The spread and growth of alternative certification into almost every state has resulted in greater change than any event in the history of teacher education. I would like to just mention some of these effects as time permits.

The first thing that alternative routes have demonstrated is that it is possible to get math/science teachers. State content exams rather than “majoring” has opened the schools to qualified career changers from engineering and numerous technical fields.

Second, alternative routes have demonstrated that it is counter productive to leave universities in control over who becomes a special education teacher. They offer sixty or more credits of coursework rather than on selecting those who can relate to the children. This is the area that has received the largest amount of federal grants and shown the least progress in supplying the teachers.

Third, alternative routes have demonstrated that adults not late adolescents can teach all children to learn and achieve. My Star Teacher Selection Interview is now used in over 160 cities and brings over 30,000 adults into teaching every year. Individuals who say they want to teach diverse children in poverty and are over 30 years of age pass the interview at a rate of one in three. Teacher candidates under 25 who seek positions serving diverse children in poverty pass the interview at a rate of one in ten.

Fourth, alternative routes have demonstrated that the primary knowledge base teachers need is content knowledge and that teaching know-how and methods are best taught on-the-job. The best way to learn to teach is by actually teaching and having access to a mentor, other teachers and on-line resources. If education courses and student teaching could provide the teachers America needs we would not be hiring over 2,000,000 teachers between 2000 and 2010.

Fifth, alternative routes have demonstrated that failing schools and schools indicated for improvement can be turned around, by putting a critical mass of alternative route teachers in them. The Buffalo Creek School in Spring Branch, Houston and the Highgate Heights School in Buffalo used the Star Teacher Selection Interview for selecting faculty who turned their schools around.

Sixth, alternative routes have demonstrated that there are people of color who are college graduates (at least ten times the number of those in traditional university based programs) who can be brought into teaching. Every urban area has a substantial pool of college graduates of color who are willing to function as teachers but not as students in schools of education. I am not citing someone’s written claims here, but what we have demonstrated in Milwaukee since 1993. In one program teachers of color are 75% of the teachers and in a second they constitute over 40% and 94% were still teaching after ten years. Bear in mind that the average career of a teacher nationally is now down to eleven years.

Seventh, alternative routes have demonstrated that a large pool of males, (again, at least ten times the number of those in traditional university based programs), can be brought into teaching. By being able to earn while they are developing as teachers, adult males with responsibilities can be selected and prepared.

Eighth, alternative programs have demonstrated that local teacher unions will support hiring and firing arrangements for beginning teachers in alternative programs which they have not traditionally supported. Our local is the largest bargaining unit in the NEA. We have a long standing agreement with this local to not defend ACP Teachers who are failing and must be dismissed. Our local serves on our board and helps make the policies which guide our ACP’s.

Ninth, alternative routes have changed the meaning of “fully qualified teachers.” A newly licensed college graduate is not “fully qualified” to teach all children. “Fully qualified” should only be applied to teachers who have demonstrated competence not to those who have completed education courses. As a result, many states now recognize candidates in ACP’s as “fully qualified.”

DATA PROVIDED:

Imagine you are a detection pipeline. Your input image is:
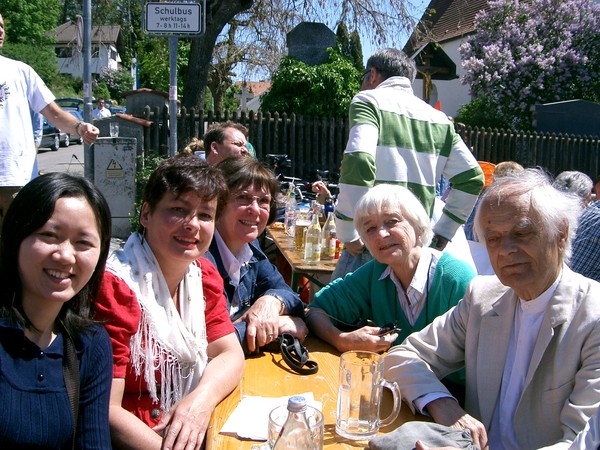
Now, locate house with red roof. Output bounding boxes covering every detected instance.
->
[403,0,488,116]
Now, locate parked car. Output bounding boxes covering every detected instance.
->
[40,117,71,152]
[54,97,113,114]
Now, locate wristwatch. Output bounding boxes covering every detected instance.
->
[429,234,450,251]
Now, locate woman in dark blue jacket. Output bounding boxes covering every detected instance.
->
[209,157,308,353]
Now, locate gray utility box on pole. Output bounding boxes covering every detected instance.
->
[94,138,137,239]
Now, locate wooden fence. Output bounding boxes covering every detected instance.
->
[144,108,600,181]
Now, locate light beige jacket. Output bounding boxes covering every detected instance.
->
[385,265,600,449]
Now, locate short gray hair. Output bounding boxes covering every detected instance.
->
[473,168,582,263]
[367,48,417,83]
[354,184,433,251]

BRIEF A: According to the passage on alternative teacher certification, in how many cities is the Star Teacher Selection Interview now used?
BRIEF B: Copy the records from the line holding "Now, locate wooden" through the end of the records, both ends included, keeping the requests, and raise every bounding-box coordinate by 21.
The passage on alternative teacher certification and the records are unrelated material.

FINAL RESULT A: Over 160 cities.

FINAL RESULT B:
Now, locate wooden fence. Output bounding boxes covering every detected instance.
->
[165,129,621,202]
Now, locate light beige jacket. Output bounding boxes covering every detected instance.
->
[406,286,621,470]
Now, locate short gray hair. Output bounding boxes covering every detected instance.
->
[494,189,603,284]
[388,69,438,104]
[375,205,454,272]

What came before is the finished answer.